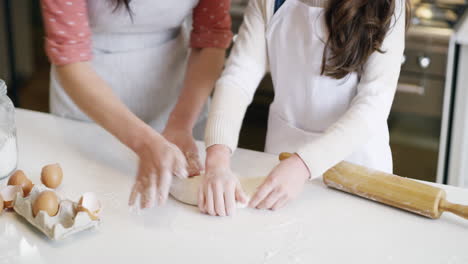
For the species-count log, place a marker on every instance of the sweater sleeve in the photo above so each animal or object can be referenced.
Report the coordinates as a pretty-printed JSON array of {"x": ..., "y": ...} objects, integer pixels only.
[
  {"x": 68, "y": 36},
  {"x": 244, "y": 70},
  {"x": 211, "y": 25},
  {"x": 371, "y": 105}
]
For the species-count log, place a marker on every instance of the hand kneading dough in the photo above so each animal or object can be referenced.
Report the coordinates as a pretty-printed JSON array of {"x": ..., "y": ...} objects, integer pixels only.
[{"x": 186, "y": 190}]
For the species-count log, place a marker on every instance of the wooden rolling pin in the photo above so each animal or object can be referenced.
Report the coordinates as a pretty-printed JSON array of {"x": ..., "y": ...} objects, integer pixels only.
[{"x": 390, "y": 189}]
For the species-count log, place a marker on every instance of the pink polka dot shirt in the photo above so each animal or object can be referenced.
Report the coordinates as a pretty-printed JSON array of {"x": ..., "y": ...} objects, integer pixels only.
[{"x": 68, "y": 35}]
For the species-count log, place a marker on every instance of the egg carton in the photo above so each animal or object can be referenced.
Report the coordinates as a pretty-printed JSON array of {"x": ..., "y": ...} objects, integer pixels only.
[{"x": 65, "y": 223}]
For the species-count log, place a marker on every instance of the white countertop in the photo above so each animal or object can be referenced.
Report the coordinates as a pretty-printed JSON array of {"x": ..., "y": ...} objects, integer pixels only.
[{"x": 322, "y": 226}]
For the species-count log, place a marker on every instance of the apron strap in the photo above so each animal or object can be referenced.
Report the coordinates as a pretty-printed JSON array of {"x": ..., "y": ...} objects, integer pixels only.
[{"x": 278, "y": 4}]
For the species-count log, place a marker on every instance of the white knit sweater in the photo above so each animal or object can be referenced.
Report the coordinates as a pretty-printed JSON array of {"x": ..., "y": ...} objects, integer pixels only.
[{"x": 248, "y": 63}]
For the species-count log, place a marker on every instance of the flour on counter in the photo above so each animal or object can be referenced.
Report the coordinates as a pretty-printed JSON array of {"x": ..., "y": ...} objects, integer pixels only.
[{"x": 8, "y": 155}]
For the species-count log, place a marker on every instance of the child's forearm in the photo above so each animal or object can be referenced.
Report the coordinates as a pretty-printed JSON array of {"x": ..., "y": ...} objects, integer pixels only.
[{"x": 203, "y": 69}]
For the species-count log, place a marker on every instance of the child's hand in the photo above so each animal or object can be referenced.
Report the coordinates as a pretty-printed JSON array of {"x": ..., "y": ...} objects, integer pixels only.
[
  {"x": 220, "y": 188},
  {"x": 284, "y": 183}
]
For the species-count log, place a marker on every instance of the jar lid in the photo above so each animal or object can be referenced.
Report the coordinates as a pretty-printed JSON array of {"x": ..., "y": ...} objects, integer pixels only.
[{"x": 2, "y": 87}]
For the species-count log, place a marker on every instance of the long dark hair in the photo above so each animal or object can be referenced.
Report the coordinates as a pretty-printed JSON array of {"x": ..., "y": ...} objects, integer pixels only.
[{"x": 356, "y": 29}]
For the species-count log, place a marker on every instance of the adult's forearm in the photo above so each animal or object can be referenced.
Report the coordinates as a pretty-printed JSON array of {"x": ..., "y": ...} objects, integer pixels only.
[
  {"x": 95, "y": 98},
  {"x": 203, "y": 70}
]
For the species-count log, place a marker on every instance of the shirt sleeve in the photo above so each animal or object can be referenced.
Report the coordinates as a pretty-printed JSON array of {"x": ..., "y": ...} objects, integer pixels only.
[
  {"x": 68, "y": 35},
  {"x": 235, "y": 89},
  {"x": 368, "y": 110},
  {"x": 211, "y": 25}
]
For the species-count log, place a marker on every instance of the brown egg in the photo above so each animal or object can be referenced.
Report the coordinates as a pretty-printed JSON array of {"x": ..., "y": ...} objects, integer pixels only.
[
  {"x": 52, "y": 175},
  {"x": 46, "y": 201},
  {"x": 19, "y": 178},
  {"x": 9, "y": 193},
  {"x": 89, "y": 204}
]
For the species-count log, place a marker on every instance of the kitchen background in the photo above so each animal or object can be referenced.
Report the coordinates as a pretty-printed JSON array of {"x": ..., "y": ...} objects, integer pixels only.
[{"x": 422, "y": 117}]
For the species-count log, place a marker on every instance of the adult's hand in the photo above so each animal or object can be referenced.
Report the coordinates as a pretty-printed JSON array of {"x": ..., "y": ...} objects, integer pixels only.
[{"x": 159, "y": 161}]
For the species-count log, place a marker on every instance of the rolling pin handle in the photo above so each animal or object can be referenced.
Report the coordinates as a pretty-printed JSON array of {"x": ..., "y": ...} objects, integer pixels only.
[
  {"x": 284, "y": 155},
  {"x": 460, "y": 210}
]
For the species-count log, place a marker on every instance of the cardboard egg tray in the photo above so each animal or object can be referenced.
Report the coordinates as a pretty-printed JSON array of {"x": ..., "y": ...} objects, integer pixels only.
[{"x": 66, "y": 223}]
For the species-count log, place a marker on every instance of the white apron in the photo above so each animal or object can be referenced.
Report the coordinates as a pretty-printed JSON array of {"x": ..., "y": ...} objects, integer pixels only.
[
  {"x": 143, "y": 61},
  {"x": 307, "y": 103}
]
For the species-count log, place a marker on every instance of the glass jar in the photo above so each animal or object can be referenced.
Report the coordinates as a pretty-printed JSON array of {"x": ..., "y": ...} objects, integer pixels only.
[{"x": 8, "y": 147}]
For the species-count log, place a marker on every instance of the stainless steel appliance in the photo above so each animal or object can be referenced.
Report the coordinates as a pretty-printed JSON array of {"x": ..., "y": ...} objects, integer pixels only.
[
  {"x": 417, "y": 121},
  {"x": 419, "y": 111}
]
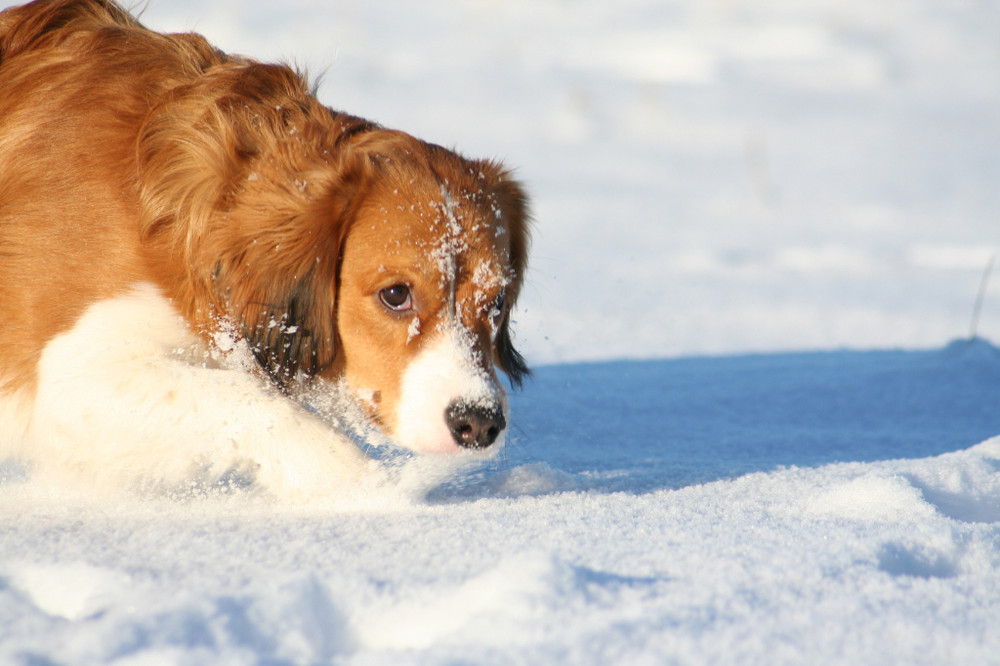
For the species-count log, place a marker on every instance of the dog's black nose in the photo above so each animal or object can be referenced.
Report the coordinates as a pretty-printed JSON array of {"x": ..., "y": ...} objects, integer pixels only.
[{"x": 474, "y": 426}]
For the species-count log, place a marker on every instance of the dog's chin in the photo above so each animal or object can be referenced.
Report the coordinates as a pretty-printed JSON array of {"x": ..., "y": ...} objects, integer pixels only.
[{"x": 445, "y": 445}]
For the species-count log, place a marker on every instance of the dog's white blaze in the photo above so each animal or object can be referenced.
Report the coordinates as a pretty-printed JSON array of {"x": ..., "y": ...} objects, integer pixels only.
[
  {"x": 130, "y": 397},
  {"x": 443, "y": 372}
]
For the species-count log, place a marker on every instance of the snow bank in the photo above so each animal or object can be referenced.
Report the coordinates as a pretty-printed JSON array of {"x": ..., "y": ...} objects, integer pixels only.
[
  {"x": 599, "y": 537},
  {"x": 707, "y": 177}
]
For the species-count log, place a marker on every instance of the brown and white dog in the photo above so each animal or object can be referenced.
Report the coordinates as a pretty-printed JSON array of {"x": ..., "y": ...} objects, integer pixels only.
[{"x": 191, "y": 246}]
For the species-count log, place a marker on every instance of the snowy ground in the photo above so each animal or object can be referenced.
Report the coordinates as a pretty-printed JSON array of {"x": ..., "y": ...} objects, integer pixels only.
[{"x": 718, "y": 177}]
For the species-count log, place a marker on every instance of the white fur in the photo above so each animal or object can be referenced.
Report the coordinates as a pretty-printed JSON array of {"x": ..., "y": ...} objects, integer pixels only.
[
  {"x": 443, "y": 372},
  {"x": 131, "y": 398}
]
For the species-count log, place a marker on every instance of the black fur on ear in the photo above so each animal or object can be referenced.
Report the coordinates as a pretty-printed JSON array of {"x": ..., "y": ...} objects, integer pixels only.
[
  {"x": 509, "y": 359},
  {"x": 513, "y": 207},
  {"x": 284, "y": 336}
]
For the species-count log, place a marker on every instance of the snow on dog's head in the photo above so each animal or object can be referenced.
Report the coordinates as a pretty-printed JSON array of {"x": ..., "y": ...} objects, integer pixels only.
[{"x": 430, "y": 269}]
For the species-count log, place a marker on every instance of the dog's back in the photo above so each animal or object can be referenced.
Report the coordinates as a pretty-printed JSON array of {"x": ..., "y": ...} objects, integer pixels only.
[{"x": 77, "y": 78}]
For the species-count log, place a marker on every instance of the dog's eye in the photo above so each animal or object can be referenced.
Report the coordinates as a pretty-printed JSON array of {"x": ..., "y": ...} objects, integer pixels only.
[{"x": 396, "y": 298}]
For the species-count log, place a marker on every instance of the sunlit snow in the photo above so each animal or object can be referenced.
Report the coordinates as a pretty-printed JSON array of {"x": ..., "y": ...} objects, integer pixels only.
···
§ **What you will do**
Write out exactly the lines of the entries above that run from the line containing "the dog's back" through the last line, including both.

§ **Finished exercise**
For the species-count log, place a marker on every instance of the dog's back in the photo above so each animal or object can be referenced.
Report the coordinates as a pretty-printed JSON array of {"x": ..., "y": ...} objects, integer pixels only.
[{"x": 77, "y": 78}]
For the species-count log, place a marker on every instance of the dog's eye in the photo above so each animal or object can be referenced.
Report the coordinates as a pretty-printed JSON array of {"x": ..., "y": ...} objects, integer pixels only.
[{"x": 396, "y": 298}]
For the species-count log, place a marker on every instance of the sunlit snow in the photo above so each animal or object can be referenced.
Report the coordinates as a pretty-printed JSON array of {"x": ..., "y": ...} objects, integer pixels only.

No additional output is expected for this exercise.